## SOURCE DOCUMENT
# Magnetic Field created from Current of Wire

1. Dec 5, 2012

### letsgo

So let's say I have a current, going into the page (that is, -$\hat{k}$). And now let's say you're trying to figure out the magnitude and direction of the magnetic field 0.0346 m away from it, in the SW direction (45 degrees).

How would you calculate the answer in terms of unit vectors $\hat{i}$ and $\hat{j}$?

I know these two formulas: B=μI/2∏r, and then to determine the direction of B= I x r, cross product.

So if I follow this, I get a B value of 7.63x10-6.

But this is where I get confused; finding the direction. I know, from drawing a diagram or even using B = I x r, cross product, that the direction is 45 degrees NW. But how would I express this in terms of unit vectors $\hat{i}$ and $\hat{j}$?

2. Dec 5, 2012

### dydxforsn

You can do a vector projection of B onto the $\hat{i}$ and $\hat{j}$ directions.

## GIVEN TASK A
Gather every line of the entries that contains the string "soldier" and copy each one. Case counts.

## DATASET ROWS
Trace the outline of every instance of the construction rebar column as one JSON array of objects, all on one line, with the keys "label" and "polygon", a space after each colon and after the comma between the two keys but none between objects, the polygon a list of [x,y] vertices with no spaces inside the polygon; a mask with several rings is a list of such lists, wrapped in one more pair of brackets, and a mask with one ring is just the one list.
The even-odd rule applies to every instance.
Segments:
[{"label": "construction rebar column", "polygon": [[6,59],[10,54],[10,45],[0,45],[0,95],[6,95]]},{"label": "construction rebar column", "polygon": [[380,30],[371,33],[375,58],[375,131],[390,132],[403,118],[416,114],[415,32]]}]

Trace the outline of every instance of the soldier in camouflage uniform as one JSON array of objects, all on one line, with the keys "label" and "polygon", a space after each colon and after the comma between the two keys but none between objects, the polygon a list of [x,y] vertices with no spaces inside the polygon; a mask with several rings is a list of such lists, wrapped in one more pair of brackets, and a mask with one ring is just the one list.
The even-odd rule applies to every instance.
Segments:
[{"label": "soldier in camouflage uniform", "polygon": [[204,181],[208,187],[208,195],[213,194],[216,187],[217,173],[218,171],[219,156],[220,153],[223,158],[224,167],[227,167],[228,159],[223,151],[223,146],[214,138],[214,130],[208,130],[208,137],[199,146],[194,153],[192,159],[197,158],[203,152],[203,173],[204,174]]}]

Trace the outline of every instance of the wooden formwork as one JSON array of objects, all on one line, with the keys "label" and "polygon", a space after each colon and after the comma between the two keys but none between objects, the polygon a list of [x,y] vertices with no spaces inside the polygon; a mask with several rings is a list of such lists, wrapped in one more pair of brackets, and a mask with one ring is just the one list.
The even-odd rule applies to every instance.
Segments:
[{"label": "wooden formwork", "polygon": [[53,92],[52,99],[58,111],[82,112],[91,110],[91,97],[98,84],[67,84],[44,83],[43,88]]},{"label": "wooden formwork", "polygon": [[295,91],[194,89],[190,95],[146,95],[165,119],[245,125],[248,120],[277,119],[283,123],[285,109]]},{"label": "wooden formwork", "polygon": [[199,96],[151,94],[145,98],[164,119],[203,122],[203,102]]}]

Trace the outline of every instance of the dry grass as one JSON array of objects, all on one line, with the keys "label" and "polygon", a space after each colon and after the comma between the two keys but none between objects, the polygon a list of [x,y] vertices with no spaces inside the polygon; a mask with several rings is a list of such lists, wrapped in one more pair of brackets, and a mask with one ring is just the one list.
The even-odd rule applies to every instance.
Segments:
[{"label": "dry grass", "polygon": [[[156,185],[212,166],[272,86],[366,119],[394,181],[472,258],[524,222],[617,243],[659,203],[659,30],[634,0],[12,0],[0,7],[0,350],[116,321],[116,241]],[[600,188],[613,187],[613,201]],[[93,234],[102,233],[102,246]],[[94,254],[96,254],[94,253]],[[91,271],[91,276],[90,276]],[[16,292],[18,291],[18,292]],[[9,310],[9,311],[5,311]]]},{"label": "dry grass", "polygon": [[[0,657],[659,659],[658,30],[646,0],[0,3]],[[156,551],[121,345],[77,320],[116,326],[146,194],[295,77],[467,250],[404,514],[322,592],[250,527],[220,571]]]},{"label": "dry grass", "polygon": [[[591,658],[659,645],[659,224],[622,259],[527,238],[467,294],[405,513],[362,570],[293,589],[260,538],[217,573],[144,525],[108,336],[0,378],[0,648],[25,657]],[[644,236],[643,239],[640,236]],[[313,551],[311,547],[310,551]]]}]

## GIVEN TASK B
Answer these questions about the thread on a wire's magnetic field:
(i) How far from the current is the field being found?
(ii) In what direction does the first poster say the field points?
(iii) What does the reply suggest doing to express B in unit vectors?

## TASK RESULT A
Trace the outline of every instance of the soldier in camouflage uniform as one JSON array of objects, all on one line, with the keys "label" and "polygon", a space after each colon and after the comma between the two keys but none between objects, the polygon a list of [x,y] vertices with no spaces inside the polygon; a mask with several rings is a list of such lists, wrapped in one more pair of brackets, and a mask with one ring is just the one list.
[{"label": "soldier in camouflage uniform", "polygon": [[204,181],[208,187],[208,195],[213,194],[216,187],[217,173],[218,171],[219,156],[220,153],[223,158],[224,167],[227,167],[228,159],[223,151],[223,146],[214,138],[214,130],[208,130],[208,137],[199,146],[194,153],[192,159],[197,158],[203,152],[203,173],[204,174]]}]

## TASK RESULT B
(i) 0.0346 m away, in the SW direction (45 degrees).
(ii) 45 degrees NW.
(iii) A vector projection of B onto the î and ĵ directions.